• **Information supplied**
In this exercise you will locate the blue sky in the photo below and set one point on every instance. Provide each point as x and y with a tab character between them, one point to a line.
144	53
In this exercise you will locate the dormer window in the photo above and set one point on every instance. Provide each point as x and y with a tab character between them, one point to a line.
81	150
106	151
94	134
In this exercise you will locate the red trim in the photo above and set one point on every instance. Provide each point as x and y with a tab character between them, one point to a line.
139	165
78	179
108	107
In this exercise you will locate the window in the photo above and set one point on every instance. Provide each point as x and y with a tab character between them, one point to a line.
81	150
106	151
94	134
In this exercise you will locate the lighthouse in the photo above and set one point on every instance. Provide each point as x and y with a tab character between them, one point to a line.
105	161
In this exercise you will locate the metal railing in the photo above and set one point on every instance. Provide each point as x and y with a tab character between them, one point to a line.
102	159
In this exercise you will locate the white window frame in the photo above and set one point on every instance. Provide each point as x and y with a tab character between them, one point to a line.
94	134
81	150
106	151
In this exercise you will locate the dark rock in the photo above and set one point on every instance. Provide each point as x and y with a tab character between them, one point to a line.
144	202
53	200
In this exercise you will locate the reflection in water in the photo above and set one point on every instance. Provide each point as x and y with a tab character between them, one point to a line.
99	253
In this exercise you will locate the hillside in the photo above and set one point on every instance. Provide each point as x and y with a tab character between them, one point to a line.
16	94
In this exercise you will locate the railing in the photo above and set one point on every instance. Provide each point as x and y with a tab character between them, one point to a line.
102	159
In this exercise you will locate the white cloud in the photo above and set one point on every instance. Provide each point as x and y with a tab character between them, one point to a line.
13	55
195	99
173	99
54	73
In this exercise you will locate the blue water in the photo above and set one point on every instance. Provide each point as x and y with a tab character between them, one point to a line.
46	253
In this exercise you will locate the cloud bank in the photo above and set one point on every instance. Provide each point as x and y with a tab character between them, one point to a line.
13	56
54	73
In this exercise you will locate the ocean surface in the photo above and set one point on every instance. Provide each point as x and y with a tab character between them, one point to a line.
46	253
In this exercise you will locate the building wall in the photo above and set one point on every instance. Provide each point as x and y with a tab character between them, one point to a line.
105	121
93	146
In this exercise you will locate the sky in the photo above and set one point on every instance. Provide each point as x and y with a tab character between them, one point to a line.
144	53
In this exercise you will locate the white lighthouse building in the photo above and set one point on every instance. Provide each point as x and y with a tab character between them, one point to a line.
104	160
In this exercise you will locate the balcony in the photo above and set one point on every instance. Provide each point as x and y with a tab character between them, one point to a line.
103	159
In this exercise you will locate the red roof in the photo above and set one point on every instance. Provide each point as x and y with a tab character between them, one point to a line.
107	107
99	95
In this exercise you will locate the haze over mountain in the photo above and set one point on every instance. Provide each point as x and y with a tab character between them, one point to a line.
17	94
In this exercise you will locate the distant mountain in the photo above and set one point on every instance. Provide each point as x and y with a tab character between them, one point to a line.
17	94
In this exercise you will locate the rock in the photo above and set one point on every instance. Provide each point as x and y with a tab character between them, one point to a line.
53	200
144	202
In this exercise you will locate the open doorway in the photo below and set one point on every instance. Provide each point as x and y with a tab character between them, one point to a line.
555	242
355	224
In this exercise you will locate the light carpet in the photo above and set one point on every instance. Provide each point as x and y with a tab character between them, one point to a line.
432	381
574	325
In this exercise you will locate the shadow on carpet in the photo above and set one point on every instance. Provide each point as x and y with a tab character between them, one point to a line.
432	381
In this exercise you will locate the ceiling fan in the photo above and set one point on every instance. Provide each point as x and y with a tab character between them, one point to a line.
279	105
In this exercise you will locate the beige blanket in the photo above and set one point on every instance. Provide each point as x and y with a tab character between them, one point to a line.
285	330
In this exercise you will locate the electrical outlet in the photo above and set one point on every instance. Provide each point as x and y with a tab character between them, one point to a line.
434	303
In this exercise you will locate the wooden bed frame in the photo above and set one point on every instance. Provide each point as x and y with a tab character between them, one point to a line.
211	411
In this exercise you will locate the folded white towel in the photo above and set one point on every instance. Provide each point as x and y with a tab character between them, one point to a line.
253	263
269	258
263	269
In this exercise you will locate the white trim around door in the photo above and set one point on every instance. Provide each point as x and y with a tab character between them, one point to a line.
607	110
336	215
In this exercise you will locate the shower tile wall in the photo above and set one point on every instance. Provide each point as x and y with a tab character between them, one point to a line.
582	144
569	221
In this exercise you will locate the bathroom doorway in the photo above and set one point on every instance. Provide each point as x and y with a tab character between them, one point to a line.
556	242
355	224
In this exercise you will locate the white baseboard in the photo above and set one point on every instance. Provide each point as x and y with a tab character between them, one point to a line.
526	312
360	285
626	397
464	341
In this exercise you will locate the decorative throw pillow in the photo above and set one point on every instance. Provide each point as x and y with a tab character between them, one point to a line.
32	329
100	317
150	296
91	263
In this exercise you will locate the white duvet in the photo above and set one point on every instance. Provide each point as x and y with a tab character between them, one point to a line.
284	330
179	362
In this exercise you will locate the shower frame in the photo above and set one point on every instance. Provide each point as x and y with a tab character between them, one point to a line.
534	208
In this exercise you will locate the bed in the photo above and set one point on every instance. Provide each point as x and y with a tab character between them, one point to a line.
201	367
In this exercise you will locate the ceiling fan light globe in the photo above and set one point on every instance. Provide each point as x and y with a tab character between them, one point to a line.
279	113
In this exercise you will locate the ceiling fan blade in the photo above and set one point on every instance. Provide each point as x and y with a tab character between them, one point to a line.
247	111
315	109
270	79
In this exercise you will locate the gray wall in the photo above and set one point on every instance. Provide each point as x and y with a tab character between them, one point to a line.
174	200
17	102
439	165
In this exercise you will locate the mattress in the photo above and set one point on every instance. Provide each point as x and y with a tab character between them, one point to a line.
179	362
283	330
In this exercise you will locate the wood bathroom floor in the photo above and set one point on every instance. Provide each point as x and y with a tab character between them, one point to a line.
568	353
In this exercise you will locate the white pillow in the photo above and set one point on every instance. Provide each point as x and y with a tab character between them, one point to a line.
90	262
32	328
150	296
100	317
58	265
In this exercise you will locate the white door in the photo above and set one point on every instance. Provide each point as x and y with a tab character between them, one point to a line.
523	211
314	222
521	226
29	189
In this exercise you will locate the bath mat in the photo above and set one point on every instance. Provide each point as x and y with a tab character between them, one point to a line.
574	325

• **Exercise aim**
Copy exactly, word for word, the line with "In this exercise you will locate the gray" through the final line of the listing.

• **Task answer**
In this exercise you will locate the gray wall in the photo above and set one point on every instance. Provide each point as x and y with a tab character between them, one point to a line.
174	200
17	102
439	165
In this exercise you will locate the mattress in the photo above and set one point on every instance. Provide each point as x and y with a tab character between them, one point to a line.
179	362
283	330
In this exercise you will locate the wood bathroom floor in the photo above and set one point on every instance. Provide each point as x and y with a tab character between them, one point to a line.
568	353
In this exercise you will locate the white pillow in the photo above and set one point on every instance. Provide each point as x and y with a tab character between them, one point to a line.
90	262
32	328
150	296
100	317
58	265
In this exercise you will locate the white door in the photo above and set one point on every instance. Provide each point as x and y with a tab character between them, one point to a line.
523	211
314	222
521	226
29	189
In this exercise you will locate the bath mat in the photo above and set one point on every instance. Provide each point as x and y with a tab character between them, one point to a line.
574	325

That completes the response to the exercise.